• Rincian Tugas
Menurut teks bacaan tentang film Billu Barber, mengapa penulis biasanya tidak tertarik menonton film India? Jelaskan dalam satu sampai tiga kalimat.
++++ Teks Bacaan
Sungguh teman..., aku terharu sekali dengan akhir cerita film tersebut. Oke, aku mengaku... bahwa aku sempat menitikkan air mata saat menyaksikan pengakuan Sahir tentang persahabatannya dengan Billu. Aku juga sangat terharu bahwa Billu selama ini tetap memilih diam dan tak menceritakan sedikitpun, bahkan kepada keluarganya pun tidak, tentang 'jasa-jasa'nya di balik kesuksesan seorang Superstar, Sahir.

Semoga persahabatan antara Bellu dan Sahir, meskipun hanya fiktif belaka, mampu membuat kita menghargai persahabatan yang telah kita jalin bersama sahabat-sabahat kita. Sahabat adalah orang yang mampu menerima kita apa adanya, tanpa menuntut lebih. Persahabatan itu tulus..., persahabatan itu indah... dan keindahan persahabatan itu tetap terasa meskipun tak ada hal spesial yang dilakukan. Karena persahabatan adalah penerimaan dan itu dapat dirasakan di hati...


 

Persahabatan yang abadi


Kali ini aku ingin menceritakan sebuah kisah dari sebuah film India (yups.. Bollywood punya !!) yang beberapa hari yang lalu tanpa sengaja aku saksikan di televisi. Sebenarnya malam itu, sepulang dari Taraweh aku mencari penayangan Konser Michael Jackson di Televisi. Pada saat gonta ganti channel itulah, tiba-tiba tanganku berhenti di channel TPI yang sedang menayangkan sebuah Film India.

Entah mengapa, aku yang sebenarnya tidak hobby nonton film tiba-tiba tertarik untuk mengikuti film itu, padahal mungkin sudah terlewat separo lebih. Tidak biasanya juga aku tertarik nonton film India, karena durasinya yang rata-rata lama dan penuh dengan 'kehebohan' tarian dan nyanyian itu. Terlebih lagi aku kurang suka juga dengan banyaknya adegan perkelahian yang hampir selalu ada pada setiap film India. Tapi... film yang satu ini sepertinya berbeda. Sepertinya di film itu tak ada adegan perkelahiannya. Kebetulan juga, di sisa film yang aku saksikan itu, aku sudah tidak kebagian adegan menari dan menyanyinya... ^_^

Film yang judulnya (yaitu Billu Barber) baru aku ketahui saat film selesai itu ternyata menarik, bahkan endingnya membuatku terharu. Sampai-sampai aku lupa kalau pada awalnya aku ingin menyaksikan Konser Michael Jackson dan malah menyaksikan Billu Barber..!!
++++++++
++++ Data Terkumpul
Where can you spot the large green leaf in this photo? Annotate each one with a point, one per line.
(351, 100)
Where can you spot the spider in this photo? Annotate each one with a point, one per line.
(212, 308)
++++++++
• Jawaban
Penulis biasanya tidak tertarik menonton film India karena durasinya rata-rata lama dan penuh dengan "kehebohan" tarian serta nyanyian. Selain itu, penulis kurang suka dengan banyaknya adegan perkelahian yang hampir selalu ada pada setiap film India.